■ Written request 1 ■
Report each line in the entries that contains the word "tree".

─── Page extract

There was nothing natural about the way we sat or spoke at our “family gatherings.” We remained perfectly still, actors in a scene that I understood even then was about the ideal family Amo had never had growing up poor in rural Tikrit. Later, historians would debate the facts, but portray Saddam Hussein as the offspring of a father who vanished from his life, a mother who married a man who abused him, and an uncle who filled him with dreams of military glory. Even my little brother, who was always so full of energy, knew better than to squirm or interrupt when we were with Amo. The other girls and I were the perfect image of young Iraqi women—utterly polite, immaculately dressed, and attentive to his every word. We were highly aware that anything we did wrong, even a wrong inflection, a hint of anything ayeb, would reflect on our parents.
Amo was the only one who seemed relaxed. Fastidiously groomed and impeccably aware of every person and every movement around him, he had an enormous charisma that is hard to convey if you never met him in person. I can think of no neutral adjectives for him. In these settings, he was compelling, not just affable, charming rather than nice. Maybe, like the best politicians, he just had that knack for making people, including children, feel they were being singled out for special attention. When he looked at you, it was as if he were really listening. It took me a while to realize that when he gave you his most affectionate, lingering smile, he was using that time to look behind your eyes.

──────
─── Material for the task

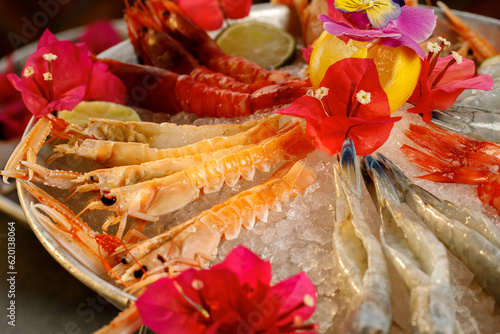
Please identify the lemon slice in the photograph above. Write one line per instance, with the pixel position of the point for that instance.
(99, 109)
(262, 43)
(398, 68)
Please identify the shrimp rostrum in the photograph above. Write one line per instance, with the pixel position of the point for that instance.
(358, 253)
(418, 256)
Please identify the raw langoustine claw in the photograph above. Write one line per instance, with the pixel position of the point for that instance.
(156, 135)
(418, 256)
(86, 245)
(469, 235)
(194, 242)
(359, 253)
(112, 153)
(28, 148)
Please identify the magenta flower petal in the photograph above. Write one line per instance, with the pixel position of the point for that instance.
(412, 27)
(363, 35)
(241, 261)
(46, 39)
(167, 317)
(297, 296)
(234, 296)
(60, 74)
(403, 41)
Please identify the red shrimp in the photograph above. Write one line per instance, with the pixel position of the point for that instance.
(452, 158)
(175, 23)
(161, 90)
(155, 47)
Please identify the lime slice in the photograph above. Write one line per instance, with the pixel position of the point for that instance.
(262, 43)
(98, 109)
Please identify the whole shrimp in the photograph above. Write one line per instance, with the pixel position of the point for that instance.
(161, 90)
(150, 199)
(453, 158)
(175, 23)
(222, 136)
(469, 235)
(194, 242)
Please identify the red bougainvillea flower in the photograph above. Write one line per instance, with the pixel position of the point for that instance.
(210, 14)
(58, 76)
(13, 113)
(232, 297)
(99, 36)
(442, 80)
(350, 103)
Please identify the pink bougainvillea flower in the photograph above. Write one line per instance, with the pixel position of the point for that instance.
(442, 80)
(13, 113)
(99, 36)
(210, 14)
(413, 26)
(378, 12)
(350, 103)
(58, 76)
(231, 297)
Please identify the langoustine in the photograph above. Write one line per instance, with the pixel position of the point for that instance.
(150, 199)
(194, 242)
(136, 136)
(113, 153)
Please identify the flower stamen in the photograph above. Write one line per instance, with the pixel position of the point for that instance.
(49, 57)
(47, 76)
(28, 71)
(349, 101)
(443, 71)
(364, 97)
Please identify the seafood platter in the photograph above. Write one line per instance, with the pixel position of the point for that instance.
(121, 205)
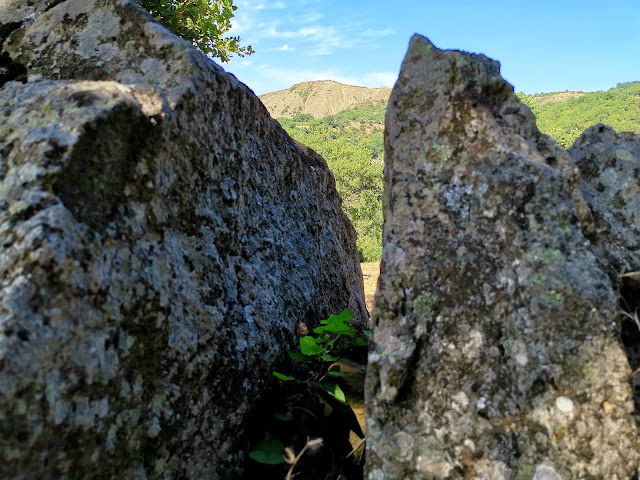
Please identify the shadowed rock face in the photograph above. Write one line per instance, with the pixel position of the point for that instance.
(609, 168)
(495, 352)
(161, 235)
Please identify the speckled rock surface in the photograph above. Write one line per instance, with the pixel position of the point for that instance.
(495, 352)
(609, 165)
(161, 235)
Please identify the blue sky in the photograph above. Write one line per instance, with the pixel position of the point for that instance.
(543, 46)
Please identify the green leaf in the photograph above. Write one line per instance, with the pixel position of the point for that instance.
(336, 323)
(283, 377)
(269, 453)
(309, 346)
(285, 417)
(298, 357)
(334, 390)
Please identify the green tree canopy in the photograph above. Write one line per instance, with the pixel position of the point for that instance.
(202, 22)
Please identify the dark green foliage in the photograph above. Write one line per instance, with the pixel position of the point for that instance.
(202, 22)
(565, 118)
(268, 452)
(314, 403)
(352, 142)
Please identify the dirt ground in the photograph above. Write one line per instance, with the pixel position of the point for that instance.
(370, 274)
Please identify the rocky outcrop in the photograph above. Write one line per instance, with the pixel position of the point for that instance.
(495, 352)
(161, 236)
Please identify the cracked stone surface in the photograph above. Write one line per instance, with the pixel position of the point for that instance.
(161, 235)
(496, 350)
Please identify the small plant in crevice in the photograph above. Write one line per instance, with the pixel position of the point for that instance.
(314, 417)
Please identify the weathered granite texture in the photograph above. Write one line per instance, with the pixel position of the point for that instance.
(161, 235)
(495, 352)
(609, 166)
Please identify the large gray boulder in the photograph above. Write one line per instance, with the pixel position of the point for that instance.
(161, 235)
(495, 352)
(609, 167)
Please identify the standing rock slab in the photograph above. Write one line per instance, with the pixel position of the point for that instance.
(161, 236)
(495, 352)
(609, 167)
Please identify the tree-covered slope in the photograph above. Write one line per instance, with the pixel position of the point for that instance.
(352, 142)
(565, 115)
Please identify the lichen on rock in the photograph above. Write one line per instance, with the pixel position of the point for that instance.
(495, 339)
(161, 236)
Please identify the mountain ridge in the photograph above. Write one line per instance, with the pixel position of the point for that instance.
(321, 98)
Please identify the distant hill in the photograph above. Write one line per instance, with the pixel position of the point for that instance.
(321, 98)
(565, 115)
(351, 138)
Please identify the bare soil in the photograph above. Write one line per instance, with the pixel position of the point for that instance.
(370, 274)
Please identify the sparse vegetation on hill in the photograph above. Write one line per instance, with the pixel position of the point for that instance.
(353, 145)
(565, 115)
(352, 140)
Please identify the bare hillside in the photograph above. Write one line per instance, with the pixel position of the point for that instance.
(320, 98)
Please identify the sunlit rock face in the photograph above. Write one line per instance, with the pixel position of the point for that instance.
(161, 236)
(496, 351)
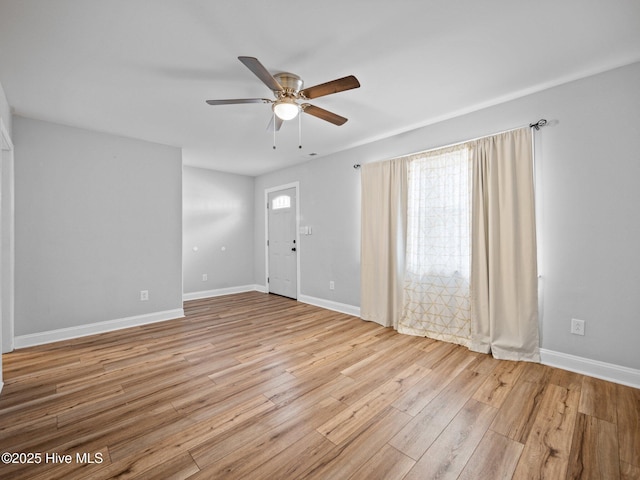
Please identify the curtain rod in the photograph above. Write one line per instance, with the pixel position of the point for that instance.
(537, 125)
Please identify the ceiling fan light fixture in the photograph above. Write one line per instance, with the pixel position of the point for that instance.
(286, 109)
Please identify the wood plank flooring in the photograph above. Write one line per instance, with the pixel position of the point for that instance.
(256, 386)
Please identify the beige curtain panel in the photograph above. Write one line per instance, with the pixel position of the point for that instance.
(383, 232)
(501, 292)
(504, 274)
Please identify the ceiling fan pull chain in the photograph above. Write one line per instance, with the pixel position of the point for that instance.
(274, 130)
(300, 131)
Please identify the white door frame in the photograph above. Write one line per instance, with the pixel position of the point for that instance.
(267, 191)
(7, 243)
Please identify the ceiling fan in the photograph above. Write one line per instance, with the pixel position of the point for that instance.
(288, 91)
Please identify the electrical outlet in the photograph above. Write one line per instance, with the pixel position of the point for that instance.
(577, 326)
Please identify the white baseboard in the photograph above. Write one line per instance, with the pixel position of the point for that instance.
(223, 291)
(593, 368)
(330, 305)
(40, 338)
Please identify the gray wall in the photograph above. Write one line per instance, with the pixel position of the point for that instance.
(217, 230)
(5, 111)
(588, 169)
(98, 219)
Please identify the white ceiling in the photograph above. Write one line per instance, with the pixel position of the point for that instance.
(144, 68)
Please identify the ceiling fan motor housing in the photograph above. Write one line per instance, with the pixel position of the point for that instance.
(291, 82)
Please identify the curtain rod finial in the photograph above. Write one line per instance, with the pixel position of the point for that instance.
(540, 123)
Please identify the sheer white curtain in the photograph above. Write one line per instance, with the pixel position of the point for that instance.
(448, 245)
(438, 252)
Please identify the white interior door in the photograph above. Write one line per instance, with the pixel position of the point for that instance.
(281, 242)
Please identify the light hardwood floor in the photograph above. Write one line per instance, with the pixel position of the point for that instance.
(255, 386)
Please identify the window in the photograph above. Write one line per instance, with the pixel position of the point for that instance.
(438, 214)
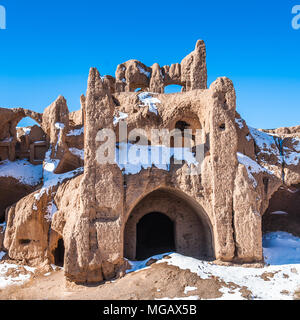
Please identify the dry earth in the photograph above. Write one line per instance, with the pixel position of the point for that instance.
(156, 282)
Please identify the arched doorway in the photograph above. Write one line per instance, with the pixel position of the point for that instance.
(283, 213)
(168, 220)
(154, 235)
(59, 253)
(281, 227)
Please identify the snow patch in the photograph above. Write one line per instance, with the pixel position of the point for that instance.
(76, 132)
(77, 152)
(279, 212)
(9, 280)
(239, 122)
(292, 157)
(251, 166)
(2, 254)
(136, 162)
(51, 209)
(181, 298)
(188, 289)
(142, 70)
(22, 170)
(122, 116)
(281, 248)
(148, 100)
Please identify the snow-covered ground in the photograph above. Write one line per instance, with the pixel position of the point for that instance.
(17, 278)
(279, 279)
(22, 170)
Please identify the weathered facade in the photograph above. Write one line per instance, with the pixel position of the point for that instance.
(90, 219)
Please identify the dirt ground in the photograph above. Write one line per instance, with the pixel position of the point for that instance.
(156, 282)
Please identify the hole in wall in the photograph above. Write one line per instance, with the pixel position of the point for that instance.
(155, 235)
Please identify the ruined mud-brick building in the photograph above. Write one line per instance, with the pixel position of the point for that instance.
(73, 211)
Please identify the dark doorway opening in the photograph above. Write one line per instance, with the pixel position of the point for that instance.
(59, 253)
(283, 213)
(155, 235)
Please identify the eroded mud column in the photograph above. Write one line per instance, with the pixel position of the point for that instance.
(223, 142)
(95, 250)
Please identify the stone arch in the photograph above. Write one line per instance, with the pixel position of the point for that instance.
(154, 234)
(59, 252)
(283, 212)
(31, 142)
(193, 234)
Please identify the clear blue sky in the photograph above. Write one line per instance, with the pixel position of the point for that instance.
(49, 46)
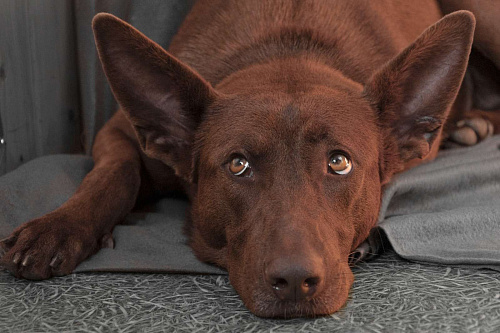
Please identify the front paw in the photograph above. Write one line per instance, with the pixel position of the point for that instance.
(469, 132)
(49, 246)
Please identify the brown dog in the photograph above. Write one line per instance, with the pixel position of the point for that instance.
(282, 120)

──────
─── Material for the task

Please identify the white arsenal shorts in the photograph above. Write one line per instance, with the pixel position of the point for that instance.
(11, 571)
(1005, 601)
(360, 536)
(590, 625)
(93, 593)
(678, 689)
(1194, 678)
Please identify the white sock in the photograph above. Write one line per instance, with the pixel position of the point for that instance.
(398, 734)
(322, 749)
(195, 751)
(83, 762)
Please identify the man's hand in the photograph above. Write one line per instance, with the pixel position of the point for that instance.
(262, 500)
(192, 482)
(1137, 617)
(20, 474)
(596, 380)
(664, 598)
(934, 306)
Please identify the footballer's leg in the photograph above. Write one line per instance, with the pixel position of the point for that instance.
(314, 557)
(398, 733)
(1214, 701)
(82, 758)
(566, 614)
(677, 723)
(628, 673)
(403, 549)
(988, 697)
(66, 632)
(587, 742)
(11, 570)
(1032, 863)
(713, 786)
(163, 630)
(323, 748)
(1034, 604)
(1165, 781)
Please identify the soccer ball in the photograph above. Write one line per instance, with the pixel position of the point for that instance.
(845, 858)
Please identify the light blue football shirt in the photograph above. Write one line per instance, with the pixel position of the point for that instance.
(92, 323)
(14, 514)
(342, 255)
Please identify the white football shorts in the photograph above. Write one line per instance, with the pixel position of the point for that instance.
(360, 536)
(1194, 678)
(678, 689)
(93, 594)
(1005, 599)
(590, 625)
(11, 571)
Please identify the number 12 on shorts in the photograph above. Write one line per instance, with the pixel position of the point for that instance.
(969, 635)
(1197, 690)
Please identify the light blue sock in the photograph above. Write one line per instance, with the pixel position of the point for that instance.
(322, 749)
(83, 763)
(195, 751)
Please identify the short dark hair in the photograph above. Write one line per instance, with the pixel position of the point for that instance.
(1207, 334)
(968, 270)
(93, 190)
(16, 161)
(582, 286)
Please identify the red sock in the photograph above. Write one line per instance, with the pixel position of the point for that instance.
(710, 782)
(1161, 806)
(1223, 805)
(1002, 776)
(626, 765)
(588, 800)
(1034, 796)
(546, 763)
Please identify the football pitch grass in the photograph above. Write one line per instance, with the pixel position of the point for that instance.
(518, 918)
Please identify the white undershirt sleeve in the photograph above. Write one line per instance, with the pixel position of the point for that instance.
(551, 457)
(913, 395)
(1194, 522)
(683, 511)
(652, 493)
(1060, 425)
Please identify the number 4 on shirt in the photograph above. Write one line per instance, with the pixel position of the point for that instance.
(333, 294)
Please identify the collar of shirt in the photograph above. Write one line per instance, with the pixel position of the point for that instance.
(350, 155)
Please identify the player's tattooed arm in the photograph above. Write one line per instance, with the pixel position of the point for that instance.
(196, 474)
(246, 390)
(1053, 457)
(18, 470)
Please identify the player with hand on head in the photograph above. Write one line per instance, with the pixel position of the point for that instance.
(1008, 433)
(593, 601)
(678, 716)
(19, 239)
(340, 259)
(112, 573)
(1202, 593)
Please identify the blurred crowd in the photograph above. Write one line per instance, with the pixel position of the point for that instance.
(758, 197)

──────

■ Written request 2 ■
According to the passage about family gatherings with Amo, where did Amo grow up?

■ Exercise result 1 ■
Please identify the green tree canopy in the photograph above. Write one line per instance, with the pixel position of the point for that instance.
Please identify the tree-covered slope in the photograph above. Write one line per instance, with the pixel position of the point for that instance.

■ Exercise result 2 ■
He grew up poor in rural Tikrit.